The task: Copy out every line of the data below that contains the word "corn", with capitalization counting toward a match.

Source data:
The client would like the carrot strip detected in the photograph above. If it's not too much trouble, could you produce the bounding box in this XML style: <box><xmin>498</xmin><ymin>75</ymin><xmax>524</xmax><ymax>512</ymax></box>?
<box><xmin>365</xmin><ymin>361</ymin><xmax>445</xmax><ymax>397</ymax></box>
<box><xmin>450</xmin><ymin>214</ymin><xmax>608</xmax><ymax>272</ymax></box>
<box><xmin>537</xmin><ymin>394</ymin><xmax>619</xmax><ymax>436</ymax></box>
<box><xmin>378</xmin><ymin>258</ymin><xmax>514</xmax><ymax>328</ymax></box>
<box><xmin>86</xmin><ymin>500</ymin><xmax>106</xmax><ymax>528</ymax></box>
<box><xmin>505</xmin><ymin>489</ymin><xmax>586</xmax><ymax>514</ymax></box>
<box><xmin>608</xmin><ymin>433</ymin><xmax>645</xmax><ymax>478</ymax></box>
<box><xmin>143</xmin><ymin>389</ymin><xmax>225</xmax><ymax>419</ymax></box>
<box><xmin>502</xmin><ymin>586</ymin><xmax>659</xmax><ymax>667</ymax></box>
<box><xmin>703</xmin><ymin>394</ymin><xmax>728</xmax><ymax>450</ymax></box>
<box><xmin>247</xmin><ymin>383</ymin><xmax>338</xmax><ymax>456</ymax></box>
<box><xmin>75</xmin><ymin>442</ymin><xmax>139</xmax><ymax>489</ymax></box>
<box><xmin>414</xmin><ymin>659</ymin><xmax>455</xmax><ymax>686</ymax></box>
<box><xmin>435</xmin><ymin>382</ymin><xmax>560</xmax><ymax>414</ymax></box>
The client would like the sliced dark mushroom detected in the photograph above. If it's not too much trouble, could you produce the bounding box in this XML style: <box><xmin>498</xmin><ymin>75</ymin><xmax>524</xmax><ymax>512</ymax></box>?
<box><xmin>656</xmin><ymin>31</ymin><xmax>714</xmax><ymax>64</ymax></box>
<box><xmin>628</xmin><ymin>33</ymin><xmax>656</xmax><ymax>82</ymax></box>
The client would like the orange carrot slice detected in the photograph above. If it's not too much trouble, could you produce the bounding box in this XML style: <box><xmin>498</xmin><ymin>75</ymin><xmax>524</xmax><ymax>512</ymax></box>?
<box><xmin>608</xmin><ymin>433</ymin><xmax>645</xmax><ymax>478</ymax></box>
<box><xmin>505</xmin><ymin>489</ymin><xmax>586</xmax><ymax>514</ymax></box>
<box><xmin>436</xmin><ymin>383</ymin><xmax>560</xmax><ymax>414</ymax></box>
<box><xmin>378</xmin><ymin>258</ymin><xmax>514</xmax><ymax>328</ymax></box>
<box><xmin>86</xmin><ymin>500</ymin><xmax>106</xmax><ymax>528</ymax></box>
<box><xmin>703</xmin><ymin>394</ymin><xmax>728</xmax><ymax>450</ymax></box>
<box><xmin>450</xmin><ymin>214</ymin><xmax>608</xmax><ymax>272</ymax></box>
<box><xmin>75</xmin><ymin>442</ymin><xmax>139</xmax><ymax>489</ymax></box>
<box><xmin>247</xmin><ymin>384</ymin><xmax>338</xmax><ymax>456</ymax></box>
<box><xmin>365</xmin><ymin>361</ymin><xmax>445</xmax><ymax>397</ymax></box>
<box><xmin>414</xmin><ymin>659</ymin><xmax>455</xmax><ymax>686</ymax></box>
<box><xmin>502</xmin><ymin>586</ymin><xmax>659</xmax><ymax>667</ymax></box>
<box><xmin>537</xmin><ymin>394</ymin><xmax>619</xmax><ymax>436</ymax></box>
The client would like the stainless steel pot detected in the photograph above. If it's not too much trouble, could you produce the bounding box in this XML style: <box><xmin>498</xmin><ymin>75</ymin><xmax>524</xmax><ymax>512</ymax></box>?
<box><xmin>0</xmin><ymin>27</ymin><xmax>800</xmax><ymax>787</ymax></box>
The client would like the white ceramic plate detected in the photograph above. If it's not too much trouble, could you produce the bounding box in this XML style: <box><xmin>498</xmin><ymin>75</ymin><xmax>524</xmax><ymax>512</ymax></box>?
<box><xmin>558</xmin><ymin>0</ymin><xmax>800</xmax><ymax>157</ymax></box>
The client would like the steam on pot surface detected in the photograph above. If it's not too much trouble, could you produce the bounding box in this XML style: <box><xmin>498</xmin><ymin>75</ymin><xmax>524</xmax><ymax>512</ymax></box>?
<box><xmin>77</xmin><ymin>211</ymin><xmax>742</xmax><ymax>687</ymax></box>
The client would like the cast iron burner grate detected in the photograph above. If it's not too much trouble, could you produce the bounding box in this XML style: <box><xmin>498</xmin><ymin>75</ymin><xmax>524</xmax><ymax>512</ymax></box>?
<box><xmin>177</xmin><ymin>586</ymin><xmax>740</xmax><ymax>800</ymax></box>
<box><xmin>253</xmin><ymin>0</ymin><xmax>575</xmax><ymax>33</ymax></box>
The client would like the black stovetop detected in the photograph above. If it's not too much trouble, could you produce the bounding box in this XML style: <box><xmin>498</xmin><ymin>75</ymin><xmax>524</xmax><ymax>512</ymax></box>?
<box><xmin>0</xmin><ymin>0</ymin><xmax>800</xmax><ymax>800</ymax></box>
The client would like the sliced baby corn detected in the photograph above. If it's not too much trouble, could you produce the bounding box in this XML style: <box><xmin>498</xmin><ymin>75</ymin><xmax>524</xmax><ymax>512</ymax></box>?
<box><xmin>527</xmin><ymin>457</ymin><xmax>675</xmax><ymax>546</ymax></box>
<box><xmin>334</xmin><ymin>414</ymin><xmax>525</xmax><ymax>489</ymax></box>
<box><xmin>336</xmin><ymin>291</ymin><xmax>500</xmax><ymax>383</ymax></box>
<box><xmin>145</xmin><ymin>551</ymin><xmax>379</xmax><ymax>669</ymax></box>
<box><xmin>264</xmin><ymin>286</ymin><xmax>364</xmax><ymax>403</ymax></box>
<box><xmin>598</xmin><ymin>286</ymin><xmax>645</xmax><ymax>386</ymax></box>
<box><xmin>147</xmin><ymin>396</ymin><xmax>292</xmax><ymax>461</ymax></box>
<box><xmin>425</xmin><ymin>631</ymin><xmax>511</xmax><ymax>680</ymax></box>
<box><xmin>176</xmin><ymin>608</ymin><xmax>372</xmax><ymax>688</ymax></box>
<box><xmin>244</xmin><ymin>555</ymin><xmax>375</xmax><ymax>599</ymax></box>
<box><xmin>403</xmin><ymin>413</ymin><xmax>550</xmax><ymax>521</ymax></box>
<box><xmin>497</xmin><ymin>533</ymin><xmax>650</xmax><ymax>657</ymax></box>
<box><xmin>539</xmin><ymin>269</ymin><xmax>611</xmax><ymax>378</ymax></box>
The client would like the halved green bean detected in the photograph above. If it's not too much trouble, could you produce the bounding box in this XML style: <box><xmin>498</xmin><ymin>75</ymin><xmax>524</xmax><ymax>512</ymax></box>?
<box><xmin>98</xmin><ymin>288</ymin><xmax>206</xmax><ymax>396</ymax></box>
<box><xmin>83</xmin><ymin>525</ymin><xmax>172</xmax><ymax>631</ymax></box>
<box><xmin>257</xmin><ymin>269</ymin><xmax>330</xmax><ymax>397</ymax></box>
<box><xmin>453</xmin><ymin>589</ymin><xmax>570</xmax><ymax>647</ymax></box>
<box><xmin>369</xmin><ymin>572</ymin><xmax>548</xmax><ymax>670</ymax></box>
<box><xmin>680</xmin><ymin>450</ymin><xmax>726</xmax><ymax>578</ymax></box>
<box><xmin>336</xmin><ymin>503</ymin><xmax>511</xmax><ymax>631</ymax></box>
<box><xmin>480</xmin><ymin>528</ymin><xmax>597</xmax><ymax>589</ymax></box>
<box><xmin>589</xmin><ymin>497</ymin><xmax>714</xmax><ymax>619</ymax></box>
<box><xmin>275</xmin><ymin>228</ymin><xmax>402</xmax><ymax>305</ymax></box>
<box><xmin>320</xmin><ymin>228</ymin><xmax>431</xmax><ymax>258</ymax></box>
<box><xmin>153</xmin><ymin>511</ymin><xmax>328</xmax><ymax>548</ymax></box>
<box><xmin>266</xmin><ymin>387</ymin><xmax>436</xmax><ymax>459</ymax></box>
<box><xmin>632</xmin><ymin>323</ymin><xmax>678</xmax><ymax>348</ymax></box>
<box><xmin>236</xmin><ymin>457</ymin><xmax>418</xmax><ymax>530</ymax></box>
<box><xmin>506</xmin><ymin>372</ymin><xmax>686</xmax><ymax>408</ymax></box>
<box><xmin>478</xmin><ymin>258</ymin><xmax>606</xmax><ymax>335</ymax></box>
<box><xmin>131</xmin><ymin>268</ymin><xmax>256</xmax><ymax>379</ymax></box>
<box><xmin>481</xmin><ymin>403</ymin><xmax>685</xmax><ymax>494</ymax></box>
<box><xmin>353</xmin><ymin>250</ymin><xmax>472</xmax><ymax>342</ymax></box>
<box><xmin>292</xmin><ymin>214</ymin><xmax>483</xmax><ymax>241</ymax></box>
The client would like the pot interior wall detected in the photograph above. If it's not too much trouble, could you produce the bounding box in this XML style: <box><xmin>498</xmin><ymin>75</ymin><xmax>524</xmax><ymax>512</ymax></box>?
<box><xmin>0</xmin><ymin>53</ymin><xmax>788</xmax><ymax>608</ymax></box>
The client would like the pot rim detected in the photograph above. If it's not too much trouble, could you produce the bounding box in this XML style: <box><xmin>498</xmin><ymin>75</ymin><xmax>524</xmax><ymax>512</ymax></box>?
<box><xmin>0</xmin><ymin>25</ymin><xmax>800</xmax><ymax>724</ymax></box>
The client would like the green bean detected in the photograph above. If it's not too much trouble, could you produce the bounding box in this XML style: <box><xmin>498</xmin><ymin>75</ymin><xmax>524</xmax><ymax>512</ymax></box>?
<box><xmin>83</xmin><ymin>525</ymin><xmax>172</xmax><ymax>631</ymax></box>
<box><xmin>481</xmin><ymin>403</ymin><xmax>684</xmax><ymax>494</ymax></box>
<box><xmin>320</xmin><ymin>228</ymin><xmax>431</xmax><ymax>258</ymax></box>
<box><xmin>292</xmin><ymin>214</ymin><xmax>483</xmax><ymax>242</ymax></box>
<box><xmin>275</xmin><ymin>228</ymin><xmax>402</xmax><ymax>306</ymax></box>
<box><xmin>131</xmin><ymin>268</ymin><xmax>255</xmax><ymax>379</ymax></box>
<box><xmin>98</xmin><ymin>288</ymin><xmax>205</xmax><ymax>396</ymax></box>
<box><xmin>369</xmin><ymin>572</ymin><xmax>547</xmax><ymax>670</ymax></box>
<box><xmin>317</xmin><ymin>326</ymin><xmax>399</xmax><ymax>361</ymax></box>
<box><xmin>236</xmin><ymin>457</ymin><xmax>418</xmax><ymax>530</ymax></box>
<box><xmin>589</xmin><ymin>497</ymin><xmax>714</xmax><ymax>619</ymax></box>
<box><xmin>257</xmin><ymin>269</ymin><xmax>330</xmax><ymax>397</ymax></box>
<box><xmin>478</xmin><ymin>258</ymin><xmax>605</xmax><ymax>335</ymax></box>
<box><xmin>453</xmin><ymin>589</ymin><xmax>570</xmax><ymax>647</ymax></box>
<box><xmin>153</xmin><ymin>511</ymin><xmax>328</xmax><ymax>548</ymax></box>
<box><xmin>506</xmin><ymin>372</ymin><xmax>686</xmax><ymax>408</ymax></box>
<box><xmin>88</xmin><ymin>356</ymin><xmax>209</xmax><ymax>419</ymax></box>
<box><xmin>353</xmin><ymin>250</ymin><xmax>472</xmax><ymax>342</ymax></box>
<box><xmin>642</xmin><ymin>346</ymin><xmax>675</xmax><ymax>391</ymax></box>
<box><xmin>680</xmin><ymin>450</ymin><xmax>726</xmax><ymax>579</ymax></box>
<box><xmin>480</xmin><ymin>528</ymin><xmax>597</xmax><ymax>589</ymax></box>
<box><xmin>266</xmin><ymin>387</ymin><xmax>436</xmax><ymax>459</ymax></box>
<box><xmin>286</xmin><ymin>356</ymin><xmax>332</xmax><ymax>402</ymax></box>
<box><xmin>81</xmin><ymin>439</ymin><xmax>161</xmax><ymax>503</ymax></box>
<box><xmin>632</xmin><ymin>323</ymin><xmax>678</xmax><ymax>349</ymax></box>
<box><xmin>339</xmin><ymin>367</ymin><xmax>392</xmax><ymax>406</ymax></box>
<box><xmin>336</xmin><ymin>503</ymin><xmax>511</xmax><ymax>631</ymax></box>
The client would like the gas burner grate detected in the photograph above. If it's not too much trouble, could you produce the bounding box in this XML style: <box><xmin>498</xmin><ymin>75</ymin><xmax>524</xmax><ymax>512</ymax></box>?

Complete output:
The client would like the sliced baby corn detected in the photograph above. If it's not too much trouble, could you produce the bounding box in this XML style: <box><xmin>498</xmin><ymin>75</ymin><xmax>524</xmax><ymax>512</ymax></box>?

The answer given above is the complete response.